--- DIRECTIONS FOR THIS TASK ---
Please continue the mailing-list post below about supporting Unicode characters in Haskell's Show String instance, starting after its last line.

--- TEXT SEGMENT ---

-=-=-=-=-

[RFC] Support Unicode characters in instance Show String

Julian Ospald hasufell at posteo.de
Thu Jul 8 12:25:11 UTC 2021


Hi,

I think most seemed to agree on the motivation, but would it be a lot of work to ping a few large opensource/industry projects about this and get a feel what they think or how much of an expected effort a migration would be? I'm afraid that we might take this too lightly and possibly cause a lot of engineering effort here. Our expectations how or how often people use "show" might or might not be accurate.

I'm aware of e.g. the cardano wallet test suite (open source) and other cardano projects that are very large opon source codebases and may be affected. 

CCing duncan

On July 8, 2021 10:11:28 AM UTC, Kai Ma <justksqsf at gmail.com> wrote:
>Hi all
>
>Two weeks ago, I proposed “Support Unicode characters in instance Show
>String” [0] in the GHC issue tracker, and chessai asked me to post it
>here for wider feedback.  The proposal posted here is edited to reflect
>new ideas proposed and insights accumulated over the days:
>
>1. (Proposal) Now the proposal itself is now modeled after Python.
>2. (Alternative Options) Alternative 2 is the original proposal.
>3. (Downsides) New.  About breakage.
>4. (Prior Art) New.
>5. (Unresolved Problems) New.  Included for discussion.
>
>Even though I wanted to summarize everything here, some insightful
>comments are perhaps not included or misunderstood.  These original
>comments can be found at the original feature request.
>
>[0] https://gitlab.haskell.org/ghc/ghc/-/issues/20027
>
>
>Motivation
>==========
>
>Unicode has been widely adopted and people around the world rely on
>Unicode to write in their native languages. Haskell, however, has been
>stuck in ASCII, and escape all non-ASCII characters in the String's
>instance of the Showclass, despite the fact that each element of a
>String is typically a Unicode code point, and putStrLn actually works
>as
>expected. Consider the following examples:
>
>    ghci> print "Hello, 世界”
>    "Hello, \19990\30028”
>    
>    ghci> print "Hello, мир”
>    "Hello, \1084\1080\1088”
>    
>    ghci> print "Hello, κόσμος”
>    "Hello, \954\972\963\956\959\962”

-=-=-=-=-

--- EXTRACTED MATERIAL ---
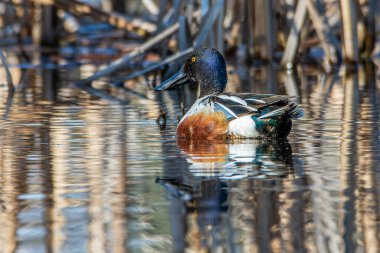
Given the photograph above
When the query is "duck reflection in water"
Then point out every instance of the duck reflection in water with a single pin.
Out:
(199, 194)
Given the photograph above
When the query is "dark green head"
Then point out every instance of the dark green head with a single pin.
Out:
(205, 66)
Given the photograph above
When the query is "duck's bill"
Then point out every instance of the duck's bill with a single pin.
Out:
(177, 80)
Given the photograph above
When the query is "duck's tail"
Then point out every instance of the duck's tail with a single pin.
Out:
(293, 110)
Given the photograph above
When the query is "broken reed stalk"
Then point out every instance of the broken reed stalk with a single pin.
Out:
(7, 72)
(116, 20)
(120, 63)
(155, 66)
(349, 29)
(323, 33)
(294, 34)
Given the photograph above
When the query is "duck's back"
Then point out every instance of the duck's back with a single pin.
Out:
(244, 115)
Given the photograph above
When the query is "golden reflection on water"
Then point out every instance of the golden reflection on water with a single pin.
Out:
(79, 174)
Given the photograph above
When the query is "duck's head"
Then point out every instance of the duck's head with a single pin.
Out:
(205, 66)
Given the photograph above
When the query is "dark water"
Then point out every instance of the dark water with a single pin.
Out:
(82, 174)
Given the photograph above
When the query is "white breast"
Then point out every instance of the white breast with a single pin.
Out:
(243, 127)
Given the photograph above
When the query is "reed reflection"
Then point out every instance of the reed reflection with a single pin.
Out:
(203, 197)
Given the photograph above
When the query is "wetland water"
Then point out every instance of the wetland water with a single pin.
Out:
(81, 174)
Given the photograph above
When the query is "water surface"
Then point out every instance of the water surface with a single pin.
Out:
(80, 173)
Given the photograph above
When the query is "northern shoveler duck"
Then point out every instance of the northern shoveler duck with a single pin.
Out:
(217, 115)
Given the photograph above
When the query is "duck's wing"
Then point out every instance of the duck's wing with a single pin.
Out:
(259, 105)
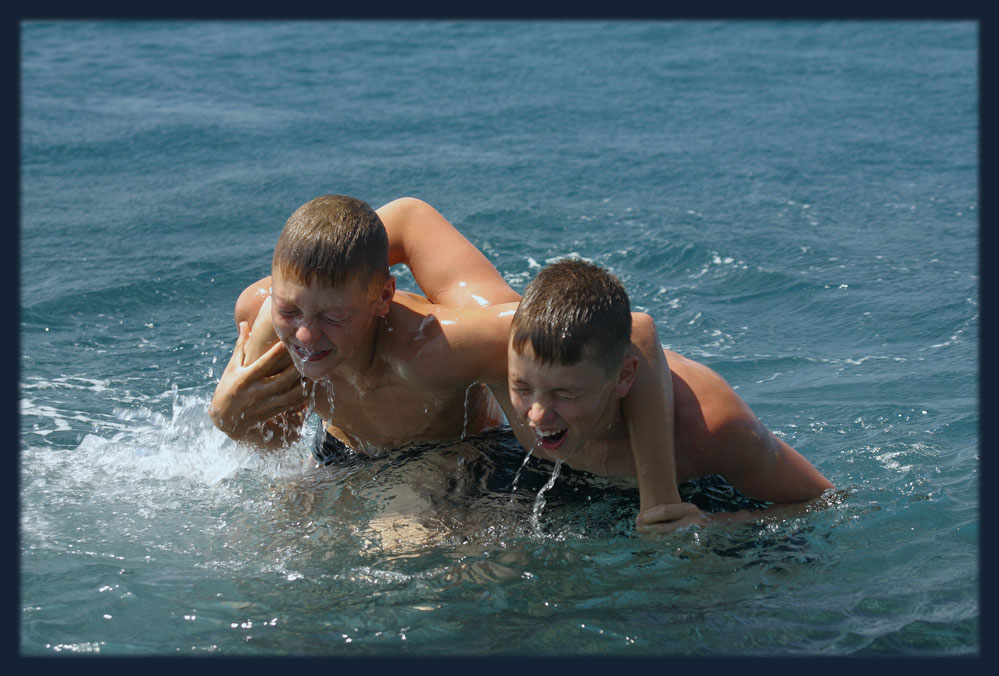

-=-=-=-=-

--- RESULT BELOW ---
>    
>ghci> "Hello, 世界"       -- ghci calls `show`, so string literals are
>also escaped
>    "Hello, \19990\30028”
>    
>    ghci> "😀"  -- Not only human scripts, but also emojis!
>    "\128512”
>
>
>This status quo is unsatisfactory for a number of reasons:
>
>1. Even though it's small, it somehow creates an unwelcoming atmosphere
>   for native speakers of languages whose scripts are not representable
>   in ASCII.
>2. This is an actual annoyance during debugging localized software, or
>   strings with emojis.
>3. Following 1, Haskell teachers are forced to use other languages
>   instead of the students' mother tongues, or relying on I/O functions
>   like putStrLn, creating a rather unnecessary burden.
>4. Other string types, like Text [1], rely on this Show instance.
>
>Moreover, `read` already can handle Unicode strings today, so relaxing
>constraints on `show` doesn't affect `read . show == id`.
>
>
>Proposal
>========
>
>It's proposed here to change the Show instance of String, to achieve
>the following output:
>
>    ghci> print "Hello, 世界”
>    "Hello, 世界”
>    
>    ghci> print "Hello, мир”
>    "Hello, мир”
>    
>    ghci> print "Hello, κόσμος”
>    "Hello, κόσμος”
>    
>    ghci> "Hello, 世界”      
>    “Hello, 世界”
>    
>    ghci> "😀” 
>    “😀"
>
>More concretely, it means:
>
>1. Modify a few guards in GHC.Show.showLitChar to not escape _readable_
>   Unicode characters out of the range of ASCII.
>2. Provide a function showEscaped or newtype Escaped = Escaped String
>to
>   obtain the current escaping behavior, in case anyone wants the
>   current behavior back.
>
>This proposal isn't about unescaping everything, but only readable
>Unicode characters.  u_iswprint (GHC.Unicode.isPrint) seems to do the
>job, and indeed, there was a similar proposal before [2].  In summary,
>the behavior is similar to what Python `repr` does.
>
>
>Alternative Options
>===================
>
>1. Always use putStrLn.
>
>   This is viable today but unsatisfactory as it requires stdout.  In
>   some cases, stdout is not accessible, e.g. Telegram or Discord bots.
>
>2. Don't escape anything.
>
>   `show` itself refrains from escaping most of the characters, and let
>   ghci do the job instead.
>
>3. Customize ghci instead.
>
>   ghci intercepts output strings and check if they can be converted
>   back to readable characters.  This potentially allows for better
>   compatibility with a variety of strangely behaving terminals, and
>   finer-grained user control.
>
>   Tom Ellis proposed `-interactive-print`-based solutions in the
>   comment section.
>
>4. A new language extension, e.g. ShowStringUnicode.
>
>  Proposed by Julian Ospald.  When enabled, readable Unicode characters
>   are not escaped, and this is enabled by default by ghci.  There are
>   concerns about how this would affect cross-module behavior.
>
>
>Downsides
>=========
>
>This is definitely a breaking change, but the breakage, to our current
>understanding, is limited.
>
>First, use of `show` in production code is discouraged.  Even if
>someone
>really does that, the breakage only happens when one tries to send the
>"serialized" data over wire:
>
>Suppose Machine A `show`-ed a string and saved it into a UTF-8-encoded
>file, and sends it to Machine B, which expects another encoding.  This
>would be surprising for those who are used to the old behavior.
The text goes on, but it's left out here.